Source data:

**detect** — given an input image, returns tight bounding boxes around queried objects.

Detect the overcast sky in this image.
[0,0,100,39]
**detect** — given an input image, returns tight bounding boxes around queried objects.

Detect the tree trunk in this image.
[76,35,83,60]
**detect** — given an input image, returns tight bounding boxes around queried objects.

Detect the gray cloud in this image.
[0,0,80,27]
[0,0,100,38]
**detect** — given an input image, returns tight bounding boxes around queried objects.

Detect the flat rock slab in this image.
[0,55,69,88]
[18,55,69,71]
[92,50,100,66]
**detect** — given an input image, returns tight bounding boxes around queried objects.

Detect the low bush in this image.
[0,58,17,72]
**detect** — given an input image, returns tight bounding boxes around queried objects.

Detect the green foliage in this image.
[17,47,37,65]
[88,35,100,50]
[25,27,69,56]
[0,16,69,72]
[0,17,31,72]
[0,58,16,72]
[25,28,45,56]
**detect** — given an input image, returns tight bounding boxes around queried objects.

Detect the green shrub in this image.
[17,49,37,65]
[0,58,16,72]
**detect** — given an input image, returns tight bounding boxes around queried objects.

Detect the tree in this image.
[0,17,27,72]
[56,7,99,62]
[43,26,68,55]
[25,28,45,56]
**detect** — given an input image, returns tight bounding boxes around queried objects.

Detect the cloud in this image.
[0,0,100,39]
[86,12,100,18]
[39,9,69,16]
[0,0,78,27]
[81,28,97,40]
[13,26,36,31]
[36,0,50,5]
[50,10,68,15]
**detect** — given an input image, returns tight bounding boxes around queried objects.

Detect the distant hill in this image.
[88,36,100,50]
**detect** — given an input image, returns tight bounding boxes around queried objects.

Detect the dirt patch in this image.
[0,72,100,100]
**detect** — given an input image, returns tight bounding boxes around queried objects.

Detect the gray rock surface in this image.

Work request:
Give the entries again in full, exactly as they were written above.

Result of the exercise:
**detect** — given an input image, returns tight bounding boxes around queried objects.

Detect the overcast sky in this image.
[0,0,100,39]
**detect** — given an input image, returns tight bounding boxes around queried objects.

Detect the tree trunk in this image.
[76,35,83,60]
**detect** — given an input image, returns tight bounding boxes around queried objects.

Detect the gray cloud in this image.
[0,0,80,27]
[0,0,100,38]
**detect** — given an input image, returns tight bounding boxes around queried objects.

Detect the flat rock slab in this image.
[0,55,69,88]
[18,55,69,71]
[92,50,100,66]
**detect** — given an input image, returns tight bounding boxes around queried objects.

Detect the low bush in this image.
[0,58,17,72]
**detect** — given an input image, returns tight bounding boxes around queried objects.

Detect the green foliage in this image.
[17,47,37,65]
[88,35,100,50]
[25,27,69,56]
[0,16,69,72]
[0,17,31,72]
[0,58,16,72]
[25,28,45,56]
**detect** — given an input image, returns tight bounding boxes around queried objects.

Detect the green shrub in this image.
[17,49,37,65]
[0,58,16,72]
**detect** — given an input image, returns tight bounding boxes around queried objects.

Detect the tree in this image.
[0,17,27,72]
[56,7,99,62]
[43,26,68,55]
[25,28,45,56]
**detect** — given an input image, returns tight bounding boxes around queried objects.

Detect the cloud in this image.
[0,0,100,39]
[86,12,100,18]
[39,9,69,16]
[0,0,78,27]
[81,28,97,40]
[13,26,36,31]
[36,0,50,5]
[50,10,68,15]
**detect** — given an input image, returns tight bounding boxes around queried objects.

Detect the distant hill in this image.
[88,36,100,50]
**detect** — given an input image, returns tight bounding boxes around queried objects.

Detect the dirt patch in this image.
[0,72,100,100]
**detect** — given an input image, returns tight bounding boxes around queried objects.

Detect the gray rock surface in this image.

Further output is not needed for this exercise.